## start Document section

Tommy Elrod, a Wake Forest lifer, put a personal agenda ahead of everything he’d ever known, and I’m having trouble understanding why.
The world is a scary place. Regardless of your opinions on how we got here and where may be the best place to go, I think we can all agree about that. Shootings, racial tensions, a political climate more like a reality show than civilized discourse, and a country set terrifyingly like a powderkeg are all realities we face every day. For most of us, climate change is an oncoming train. The world abroad is torn by war. Children in the Middle East and Africa fear guns and bombs slicing through playgrounds. But there’s one thing that makes pretty much all of us forget all of that for an hour or three: sports. When we’re watching those games, be they football, basketball, soccer, or anything else, we’re not concerned about who is President, or who isn’t President, or why those people are so mad about who the President is, or why the world can be such a horrible place and why we can’t just unite as humans. For that time, we DO unite as humans, and we eat, we cheer, we get drunk, we sing and dance. We forget.

## end Document section
## start Provided material

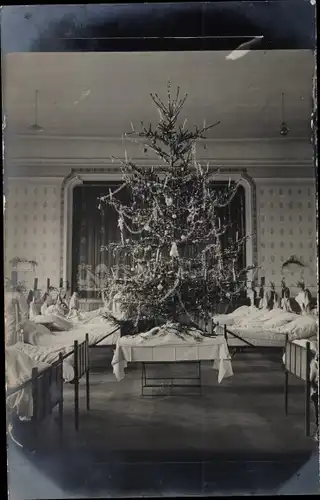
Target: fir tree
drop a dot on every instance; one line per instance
(172, 264)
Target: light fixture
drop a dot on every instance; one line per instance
(35, 126)
(284, 130)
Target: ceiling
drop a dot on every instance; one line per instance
(99, 94)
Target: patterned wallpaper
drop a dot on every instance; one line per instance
(32, 228)
(286, 220)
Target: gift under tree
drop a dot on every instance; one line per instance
(172, 265)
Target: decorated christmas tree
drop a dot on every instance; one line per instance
(174, 263)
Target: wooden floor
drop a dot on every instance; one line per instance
(232, 438)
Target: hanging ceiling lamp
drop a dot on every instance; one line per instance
(284, 130)
(35, 126)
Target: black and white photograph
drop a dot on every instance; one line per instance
(160, 253)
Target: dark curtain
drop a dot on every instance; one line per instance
(93, 228)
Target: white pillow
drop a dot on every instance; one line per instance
(303, 327)
(280, 320)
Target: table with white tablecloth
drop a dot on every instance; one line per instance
(164, 346)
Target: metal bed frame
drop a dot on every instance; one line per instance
(150, 382)
(81, 367)
(236, 349)
(297, 363)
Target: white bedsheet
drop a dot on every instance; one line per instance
(95, 332)
(163, 345)
(267, 328)
(19, 367)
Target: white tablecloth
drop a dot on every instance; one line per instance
(167, 347)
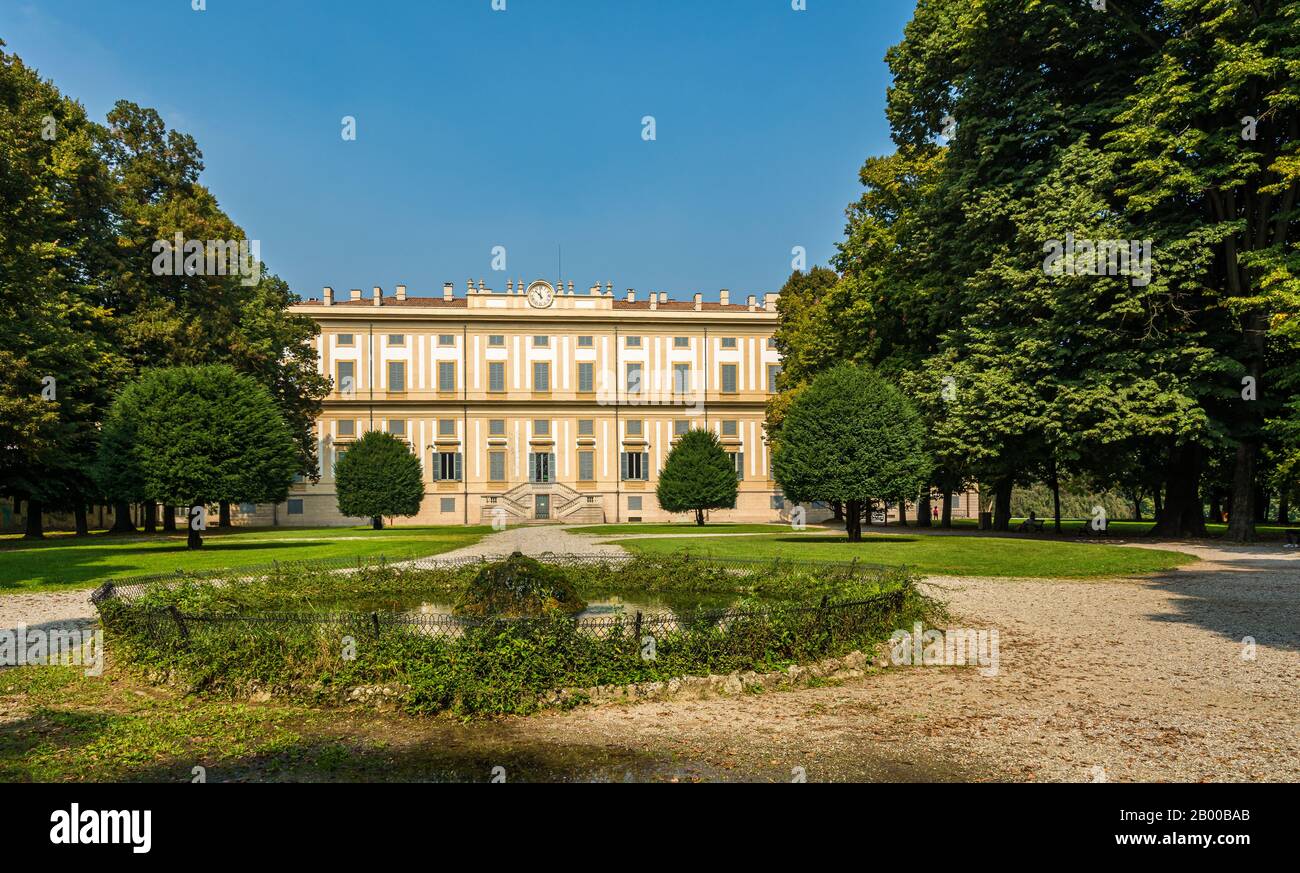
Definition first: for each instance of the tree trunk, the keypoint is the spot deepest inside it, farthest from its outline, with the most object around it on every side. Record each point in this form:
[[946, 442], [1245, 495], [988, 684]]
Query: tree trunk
[[1056, 498], [1240, 516], [1182, 513], [195, 537], [853, 520], [122, 518], [1002, 504], [35, 529]]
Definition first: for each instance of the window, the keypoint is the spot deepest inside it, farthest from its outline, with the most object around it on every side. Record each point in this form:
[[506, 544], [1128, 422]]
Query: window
[[446, 467], [346, 377], [728, 378], [541, 467], [636, 467], [397, 376], [681, 378], [772, 372], [446, 376]]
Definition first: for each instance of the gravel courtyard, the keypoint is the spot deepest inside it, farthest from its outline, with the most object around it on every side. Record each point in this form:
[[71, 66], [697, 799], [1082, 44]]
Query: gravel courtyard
[[1123, 680]]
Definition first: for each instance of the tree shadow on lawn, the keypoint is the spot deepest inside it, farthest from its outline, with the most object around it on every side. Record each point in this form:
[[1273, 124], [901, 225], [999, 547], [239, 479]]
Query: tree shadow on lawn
[[1247, 595], [87, 565]]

## end Provided material

_Problems_.
1) List every reality that the passage on Tommy Elrod and sports says "we face every day."
2) Answer these questions using the passage on Tommy Elrod and sports:
(a) Who is called "a Wake Forest lifer"?
(b) What does the passage say climate change is for most of us?
(c) In which regions do children fear guns and bombs on playgrounds?

_Solutions to each task_.
1)
- Shootings
- Racial tensions
- A political climate more like a reality show than civilized discourse
- A country set terrifyingly like a powderkeg

2)
(a) Tommy Elrod
(b) An oncoming train
(c) The Middle East and Africa